Objective 1: In the passage below on pre-enforcement challenges, which court decided New Hampshire Right to Life Political Action Committee v. Gardner, and in what year?
Objective 2: Write the next few sentences of the passage below on pre-enforcement challenges, picking up after its final citation.

Source document:
◇ ◇ ◇ ◇ ◇ ◇ ◇

Every non-surveillance pre-enforcement challenge case cited by the plaintiffs involved a law or regulation that could, at the very least, reasonably be interpreted on its face to apply to the plaintiffs in that case. The plaintiffs in such cases faced the risks of non-compliance unless they received judicial relief from enforcement of the statute or regulation against them. See, e.g., Am. Booksellers Ass’n, 484 U.S. at 392, 108 S.Ct. 636 (granting standing for pre-enforcement challenge to statute where “the law is aimed directly at plaintiffs, who, if their interpretation of the statute is correct, will have to take significant and costly compliance measures or risk criminal prosecution”); Am. Booksellers Foundation, 342 F.3d at 100-01 (finding standing for pre-enforcement challenge to state statute proscribing residents from distributing pornographic material harmful to minors where statute “reaeh[ed] material posted on plaintiffs’ websites”); New Hampshire Right to Life Political Action Committee v. Gardner, 99 F.3d 8, 14 (1st Cir.1996) (“The record reveals that [the plaintiff] intends to engage in political expenditures of a type protected under the First Amendment, and New Hampshire’s statutory scheme restricts [the plaintiffs] freedom to make those expenditures.”) (internal citation omitted); see also Pac. Capital Bank, 542 F.3d at 350; Vt. Right to Life, 221 F.3d at 383.

◇ ◇ ◇ ◇ ◇ ◇ ◇

Dataset section:
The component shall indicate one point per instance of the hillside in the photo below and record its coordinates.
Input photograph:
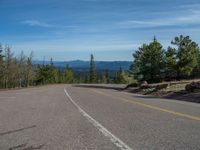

◇ ◇ ◇ ◇ ◇ ◇ ◇

Written answer 1: The First Circuit decided it in 1996.

Written answer 2:
The plaintiffs attempt to stretch the preenforcement cases to apply to their challenge to the FAA even though those cases do not arise in the context of electronic surveillance or surveillance of any kind, and even though the facts of those cases bear no resemblance to the standing issues raised in the context of the FAA. A fundamental tenet of standing is that a plaintiff must show that the plaintiff has suffered an actual or imminent injury in fact, that is concrete and particularized, and not conjectural or hypothetical. Lujan, 504 U.S. at 559, 112 S.Ct. 2130. In each of the preenforcement cases, the plaintiff or plaintiffs could point to a specific statute that reasonably could be applied to them and which produced consequences if they failed to comply. That provided concrete and particularized injury.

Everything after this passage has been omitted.